Série d'exercices>
1 – D'après l'extrait, quel jour la conseillère bancaire a-t-elle informé le professeur de la suspension de sa paie mensuelle ?
2 – Recopiez à l'identique le passage de l'extrait commençant à « Ma position au » et se terminant à « ses structures administratives ignorent. ».

Extrait retenu>
#CIV Interview exclusive/Après plus de 4 mois de suspension de salaire sans motif/ Pr Bamba El-Hadji Sawaliho sort de sa réserve : » Voici comment un gourou peut régler le compte à un bureaucrate »
Abidjan, le 13-5-15 (lepointsur.com)-Bamba El-Hadji Sawaliho est professeur titulaire à l’Université Félix Houphouët-Boigny. Il y dirige le laboratoire de chimie organique et de substances naturelles. C’est cet enseignant qui est privé de son salaire depuis le 24 décembre 2014, pour des motifs que les structures administratives ignorent. Votre journal numérique lepointsur.com l’a rencontré. Sans faux-fuyant, il répond à nos questions et interpelle l’Etat sur des cas similaires. Interview…
Professeur, depuis quatre mois, vous êtes privé de salaire. Pouvez-vous nous en dire un peu plus?
Le mercredi 4 mars 2015, lors d’une opération régulière à ma banque, ma conseillère m’informe de la suspension de ma paie mensuelle depuis le 24 décembre 2014. Je saisis les dirigeants de diverses structures officielles pour savoir les motifs éventuels de cette mesure.
Il ressort de mes investigations que l’Université Félix Houphouët-Boigny, les services de ressources humaines des ministères responsables de l’Enseignement supérieur et de la Fonction publique ne disposent d’aucune raison à la rupture du paiement de mon salaire. Par ailleurs, mon dossier virtuel de fonctionnaire présente deux informations importantes.
Ma position au 1er février 2015 indique que « je suis présent et non payé ». Elle précise le motif : « arrêt de solde .» Simplement, elle explicite des données circulaires qui ne m’apprennent rien de plus sur ma sanction. La seconde publicie un acte de suspension de mes émoluments; ce dernier serait signé depuis le 5 janvier 2015. Mes recherches aux archives, aux ressources humaines et au service informatique de la Fonction publique établissent l’inexistence de ce document à ce jour. Dans l’ensemble, l’État ivoirien me prive de salaire pour des motifs que ses structures administratives ignorent.

Données enregistrées>
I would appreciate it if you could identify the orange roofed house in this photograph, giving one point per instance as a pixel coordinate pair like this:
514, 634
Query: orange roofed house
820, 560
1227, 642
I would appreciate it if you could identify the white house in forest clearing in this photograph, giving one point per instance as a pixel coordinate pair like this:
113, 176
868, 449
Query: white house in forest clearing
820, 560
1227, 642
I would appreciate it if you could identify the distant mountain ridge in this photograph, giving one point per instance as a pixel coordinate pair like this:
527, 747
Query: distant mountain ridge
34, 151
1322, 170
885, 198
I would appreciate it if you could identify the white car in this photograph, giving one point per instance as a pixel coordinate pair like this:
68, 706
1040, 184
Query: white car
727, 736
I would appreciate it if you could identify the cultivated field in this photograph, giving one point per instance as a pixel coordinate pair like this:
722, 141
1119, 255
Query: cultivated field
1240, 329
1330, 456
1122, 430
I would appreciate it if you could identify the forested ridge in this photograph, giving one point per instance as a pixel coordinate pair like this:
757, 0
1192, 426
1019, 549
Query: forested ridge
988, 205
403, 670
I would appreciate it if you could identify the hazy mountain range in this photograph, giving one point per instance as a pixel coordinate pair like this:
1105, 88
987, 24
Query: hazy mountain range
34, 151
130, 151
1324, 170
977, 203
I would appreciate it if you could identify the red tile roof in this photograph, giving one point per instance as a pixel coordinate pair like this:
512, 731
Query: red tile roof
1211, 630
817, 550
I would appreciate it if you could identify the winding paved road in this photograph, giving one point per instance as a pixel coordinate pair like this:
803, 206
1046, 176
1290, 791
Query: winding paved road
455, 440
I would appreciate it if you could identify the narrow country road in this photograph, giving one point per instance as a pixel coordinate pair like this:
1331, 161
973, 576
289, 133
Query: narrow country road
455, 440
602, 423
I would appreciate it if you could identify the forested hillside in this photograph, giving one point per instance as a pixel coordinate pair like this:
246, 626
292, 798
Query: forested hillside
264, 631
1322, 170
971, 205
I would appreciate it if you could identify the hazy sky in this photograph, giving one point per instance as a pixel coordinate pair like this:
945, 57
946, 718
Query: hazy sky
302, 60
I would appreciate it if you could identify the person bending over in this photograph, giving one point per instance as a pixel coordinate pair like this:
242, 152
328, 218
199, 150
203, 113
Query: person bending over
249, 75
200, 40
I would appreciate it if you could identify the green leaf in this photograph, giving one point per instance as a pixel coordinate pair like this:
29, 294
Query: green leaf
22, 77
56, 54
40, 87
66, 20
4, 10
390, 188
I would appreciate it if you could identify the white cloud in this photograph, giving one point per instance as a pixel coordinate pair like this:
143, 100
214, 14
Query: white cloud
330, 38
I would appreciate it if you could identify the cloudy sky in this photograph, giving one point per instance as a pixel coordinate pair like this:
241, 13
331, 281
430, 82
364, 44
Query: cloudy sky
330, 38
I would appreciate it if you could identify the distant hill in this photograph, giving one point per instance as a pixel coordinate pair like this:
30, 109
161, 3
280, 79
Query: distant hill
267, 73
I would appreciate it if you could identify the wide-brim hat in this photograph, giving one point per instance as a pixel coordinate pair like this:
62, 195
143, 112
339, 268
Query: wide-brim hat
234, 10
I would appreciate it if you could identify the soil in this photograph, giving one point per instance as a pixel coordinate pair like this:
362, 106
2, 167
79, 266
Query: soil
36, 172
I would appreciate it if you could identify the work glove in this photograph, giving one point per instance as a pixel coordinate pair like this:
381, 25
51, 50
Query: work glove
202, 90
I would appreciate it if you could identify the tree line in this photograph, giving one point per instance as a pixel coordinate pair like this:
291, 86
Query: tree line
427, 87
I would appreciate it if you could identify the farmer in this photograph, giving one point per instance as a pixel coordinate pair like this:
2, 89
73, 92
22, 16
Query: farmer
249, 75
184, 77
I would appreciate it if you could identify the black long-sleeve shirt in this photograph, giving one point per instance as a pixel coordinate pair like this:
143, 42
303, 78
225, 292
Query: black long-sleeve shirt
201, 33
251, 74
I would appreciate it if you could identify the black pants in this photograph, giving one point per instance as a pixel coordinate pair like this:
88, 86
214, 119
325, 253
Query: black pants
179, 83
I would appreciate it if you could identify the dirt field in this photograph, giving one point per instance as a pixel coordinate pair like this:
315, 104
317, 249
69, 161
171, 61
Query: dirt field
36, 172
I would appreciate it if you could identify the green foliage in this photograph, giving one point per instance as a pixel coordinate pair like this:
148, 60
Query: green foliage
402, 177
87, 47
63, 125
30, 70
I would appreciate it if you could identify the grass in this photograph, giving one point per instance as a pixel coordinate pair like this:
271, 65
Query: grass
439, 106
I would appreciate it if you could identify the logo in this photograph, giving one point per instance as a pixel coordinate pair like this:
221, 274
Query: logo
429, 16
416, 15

Réponses par exercice>
1 – Le mercredi 4 mars 2015.

2 –
Ma position au 1er février 2015 indique que « je suis présent et non payé ». Elle précise le motif : « arrêt de solde .» Simplement, elle explicite des données circulaires qui ne m’apprennent rien de plus sur ma sanction. La seconde publicie un acte de suspension de mes émoluments; ce dernier serait signé depuis le 5 janvier 2015. Mes recherches aux archives, aux ressources humaines et au service informatique de la Fonction publique établissent l’inexistence de ce document à ce jour. Dans l’ensemble, l’État ivoirien me prive de salaire pour des motifs que ses structures administratives ignorent.